* ASSIGNED TASK: The answer must consist solely of the lines from the line with "Target: utility pole" to the final line of the data below, reproduced exactly, pictures omitted.

(Stored data entries)
┌────────

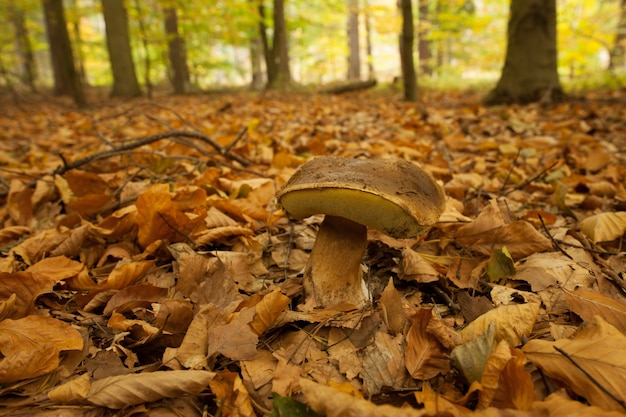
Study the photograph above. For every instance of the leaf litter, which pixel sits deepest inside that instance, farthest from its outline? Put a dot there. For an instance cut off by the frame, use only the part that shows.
(146, 269)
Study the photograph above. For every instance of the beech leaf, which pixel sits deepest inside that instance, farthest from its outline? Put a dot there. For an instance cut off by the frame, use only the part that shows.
(592, 363)
(126, 390)
(602, 227)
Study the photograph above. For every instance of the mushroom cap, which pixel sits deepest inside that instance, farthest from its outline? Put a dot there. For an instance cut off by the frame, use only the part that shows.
(390, 195)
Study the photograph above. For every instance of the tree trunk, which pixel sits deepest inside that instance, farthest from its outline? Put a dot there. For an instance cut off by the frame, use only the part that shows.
(354, 56)
(270, 68)
(78, 43)
(176, 49)
(256, 53)
(24, 46)
(530, 68)
(280, 48)
(368, 46)
(409, 77)
(66, 78)
(618, 55)
(118, 43)
(423, 45)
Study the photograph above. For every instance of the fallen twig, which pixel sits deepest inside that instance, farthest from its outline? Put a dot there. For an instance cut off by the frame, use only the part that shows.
(144, 141)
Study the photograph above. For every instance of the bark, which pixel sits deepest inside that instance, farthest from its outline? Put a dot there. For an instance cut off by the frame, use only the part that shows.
(118, 43)
(280, 48)
(409, 77)
(530, 68)
(618, 55)
(147, 63)
(78, 44)
(66, 78)
(176, 50)
(24, 46)
(256, 53)
(354, 56)
(423, 45)
(349, 87)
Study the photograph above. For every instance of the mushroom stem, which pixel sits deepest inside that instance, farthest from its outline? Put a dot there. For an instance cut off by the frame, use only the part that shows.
(333, 272)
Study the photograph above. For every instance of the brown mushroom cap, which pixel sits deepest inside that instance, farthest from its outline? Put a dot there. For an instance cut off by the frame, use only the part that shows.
(390, 195)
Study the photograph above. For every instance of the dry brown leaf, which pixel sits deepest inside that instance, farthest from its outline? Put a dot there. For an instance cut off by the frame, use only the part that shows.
(72, 392)
(543, 270)
(598, 349)
(133, 296)
(342, 350)
(416, 268)
(30, 346)
(332, 402)
(121, 277)
(12, 233)
(117, 392)
(588, 304)
(235, 339)
(383, 364)
(512, 322)
(25, 287)
(390, 303)
(436, 404)
(19, 204)
(161, 215)
(207, 237)
(471, 357)
(559, 405)
(515, 386)
(267, 310)
(603, 227)
(505, 383)
(424, 355)
(57, 268)
(231, 395)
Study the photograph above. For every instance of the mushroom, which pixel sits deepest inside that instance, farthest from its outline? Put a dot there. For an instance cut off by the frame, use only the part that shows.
(393, 196)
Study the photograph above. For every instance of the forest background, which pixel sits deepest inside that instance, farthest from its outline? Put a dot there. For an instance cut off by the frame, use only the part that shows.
(147, 269)
(195, 45)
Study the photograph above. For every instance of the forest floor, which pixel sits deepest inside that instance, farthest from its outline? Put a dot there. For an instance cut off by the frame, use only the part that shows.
(145, 268)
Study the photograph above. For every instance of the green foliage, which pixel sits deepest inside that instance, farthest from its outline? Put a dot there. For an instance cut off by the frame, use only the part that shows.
(467, 39)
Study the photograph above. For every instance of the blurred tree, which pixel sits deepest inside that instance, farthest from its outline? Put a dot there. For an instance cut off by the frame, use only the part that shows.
(354, 50)
(423, 43)
(118, 43)
(23, 44)
(618, 55)
(530, 68)
(407, 37)
(176, 48)
(66, 78)
(368, 42)
(280, 74)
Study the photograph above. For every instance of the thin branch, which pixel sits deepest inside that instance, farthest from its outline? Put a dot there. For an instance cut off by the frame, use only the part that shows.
(591, 378)
(146, 140)
(542, 173)
(508, 175)
(237, 139)
(554, 242)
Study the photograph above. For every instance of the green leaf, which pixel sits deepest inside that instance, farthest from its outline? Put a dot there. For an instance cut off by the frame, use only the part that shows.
(288, 407)
(500, 265)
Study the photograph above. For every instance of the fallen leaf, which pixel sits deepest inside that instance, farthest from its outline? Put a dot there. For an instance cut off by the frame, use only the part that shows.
(595, 366)
(425, 357)
(602, 227)
(30, 346)
(117, 392)
(511, 321)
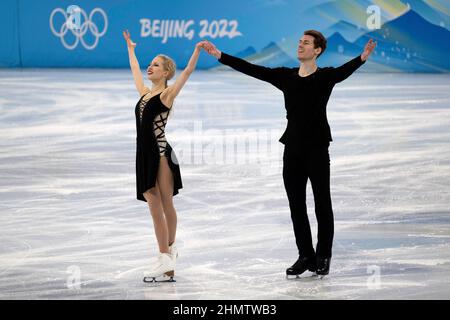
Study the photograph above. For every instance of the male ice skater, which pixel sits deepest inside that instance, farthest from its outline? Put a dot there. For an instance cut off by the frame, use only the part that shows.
(307, 137)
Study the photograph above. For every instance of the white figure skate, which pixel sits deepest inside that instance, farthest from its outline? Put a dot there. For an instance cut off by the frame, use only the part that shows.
(163, 271)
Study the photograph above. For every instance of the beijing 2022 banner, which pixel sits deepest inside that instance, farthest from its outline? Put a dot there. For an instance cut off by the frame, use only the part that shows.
(411, 35)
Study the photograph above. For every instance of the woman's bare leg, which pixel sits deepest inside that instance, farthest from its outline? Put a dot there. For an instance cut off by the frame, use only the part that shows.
(153, 197)
(165, 181)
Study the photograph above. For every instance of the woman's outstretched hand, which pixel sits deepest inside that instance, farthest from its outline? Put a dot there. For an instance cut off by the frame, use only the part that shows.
(130, 44)
(211, 49)
(370, 45)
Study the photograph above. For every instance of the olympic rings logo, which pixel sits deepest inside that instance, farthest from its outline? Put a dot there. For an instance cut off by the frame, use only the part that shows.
(78, 30)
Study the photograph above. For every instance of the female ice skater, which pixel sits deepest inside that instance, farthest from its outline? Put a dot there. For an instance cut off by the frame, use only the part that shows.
(307, 137)
(158, 176)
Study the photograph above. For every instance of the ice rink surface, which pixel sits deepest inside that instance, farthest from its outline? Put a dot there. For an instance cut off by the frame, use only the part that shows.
(71, 227)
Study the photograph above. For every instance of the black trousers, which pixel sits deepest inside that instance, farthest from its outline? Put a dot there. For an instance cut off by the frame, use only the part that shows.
(299, 164)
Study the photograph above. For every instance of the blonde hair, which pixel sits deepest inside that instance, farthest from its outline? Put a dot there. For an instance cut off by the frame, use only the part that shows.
(169, 65)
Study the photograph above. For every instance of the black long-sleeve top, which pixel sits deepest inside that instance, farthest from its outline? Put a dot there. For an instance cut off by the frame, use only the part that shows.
(305, 98)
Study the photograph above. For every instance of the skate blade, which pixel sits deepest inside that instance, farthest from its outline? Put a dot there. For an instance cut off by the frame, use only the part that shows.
(164, 278)
(300, 276)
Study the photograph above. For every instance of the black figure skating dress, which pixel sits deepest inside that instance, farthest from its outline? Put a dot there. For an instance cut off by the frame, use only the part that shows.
(151, 144)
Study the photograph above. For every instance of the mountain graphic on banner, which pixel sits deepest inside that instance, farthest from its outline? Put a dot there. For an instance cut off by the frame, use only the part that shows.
(399, 47)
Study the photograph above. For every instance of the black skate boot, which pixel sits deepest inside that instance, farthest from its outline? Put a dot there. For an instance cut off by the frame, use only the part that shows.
(301, 265)
(323, 266)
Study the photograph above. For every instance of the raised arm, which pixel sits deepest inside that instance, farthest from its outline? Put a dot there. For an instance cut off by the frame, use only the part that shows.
(174, 89)
(134, 64)
(271, 75)
(343, 72)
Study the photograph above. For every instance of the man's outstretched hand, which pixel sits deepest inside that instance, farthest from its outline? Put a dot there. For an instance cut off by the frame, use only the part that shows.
(370, 45)
(211, 49)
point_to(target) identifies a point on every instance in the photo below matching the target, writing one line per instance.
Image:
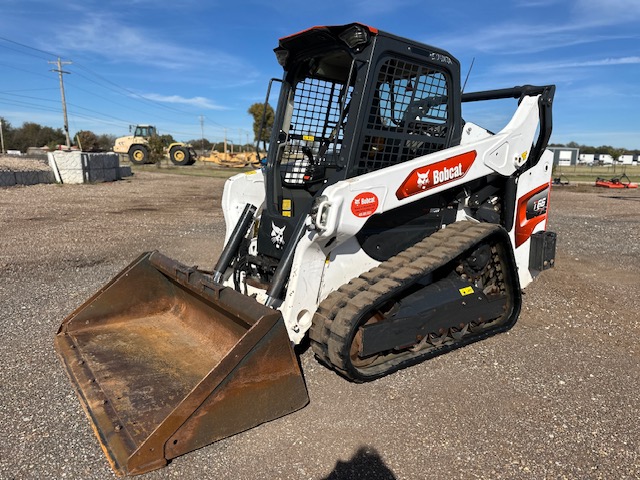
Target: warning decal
(364, 204)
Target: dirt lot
(556, 397)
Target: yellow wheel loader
(383, 225)
(136, 146)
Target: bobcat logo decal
(423, 179)
(277, 235)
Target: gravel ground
(556, 397)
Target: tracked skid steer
(382, 224)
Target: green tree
(257, 111)
(35, 135)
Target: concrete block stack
(82, 167)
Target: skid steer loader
(383, 225)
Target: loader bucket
(166, 361)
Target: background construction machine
(383, 225)
(136, 146)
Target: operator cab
(353, 100)
(144, 131)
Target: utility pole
(1, 136)
(202, 131)
(64, 102)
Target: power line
(64, 103)
(29, 47)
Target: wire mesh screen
(314, 130)
(408, 116)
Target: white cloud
(105, 35)
(201, 102)
(560, 66)
(587, 22)
(606, 12)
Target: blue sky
(170, 62)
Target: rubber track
(335, 316)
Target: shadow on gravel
(366, 464)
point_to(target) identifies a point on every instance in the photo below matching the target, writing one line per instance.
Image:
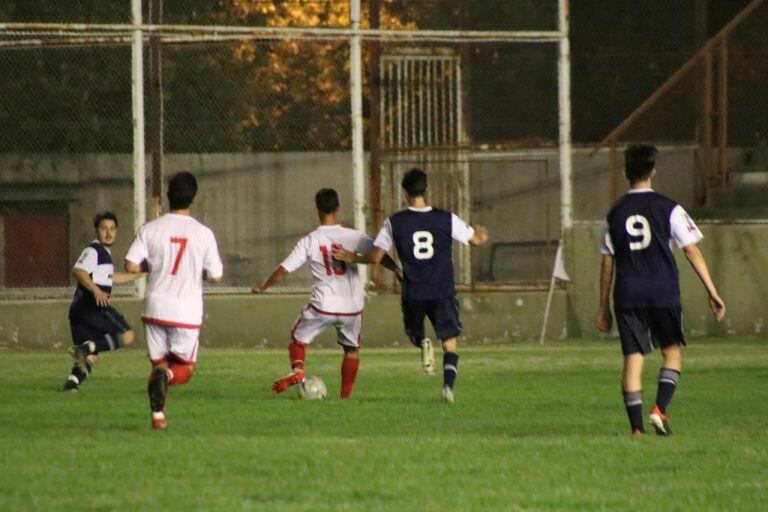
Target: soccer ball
(312, 388)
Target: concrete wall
(265, 321)
(737, 256)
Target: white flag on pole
(558, 271)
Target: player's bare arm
(102, 298)
(480, 237)
(696, 259)
(604, 317)
(277, 275)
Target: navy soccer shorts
(442, 313)
(642, 329)
(95, 323)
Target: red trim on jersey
(176, 358)
(335, 314)
(168, 323)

└────────

* SOLUTION FOR THIS EXERCISE:
Target: utility pole
(1, 136)
(202, 131)
(64, 102)
Target: power line
(64, 103)
(29, 47)
Target: wire mesh screen
(314, 130)
(408, 116)
Target: white cloud
(105, 35)
(201, 102)
(560, 66)
(587, 22)
(606, 12)
Target: blue sky
(170, 62)
Target: rubber track
(335, 316)
Target: shadow on gravel
(366, 464)
point_to(target) identifies a point on every instance in the photo below matching the target, writing one line per instance.
Image:
Target: soccer ball
(312, 388)
Target: concrete wall
(265, 321)
(737, 256)
Target: white flag on pole
(558, 271)
Target: player's bare arm
(102, 298)
(480, 237)
(696, 259)
(604, 317)
(277, 275)
Target: navy soccer shorts
(442, 313)
(642, 329)
(95, 323)
Target: red trim on jersey
(176, 358)
(335, 314)
(168, 323)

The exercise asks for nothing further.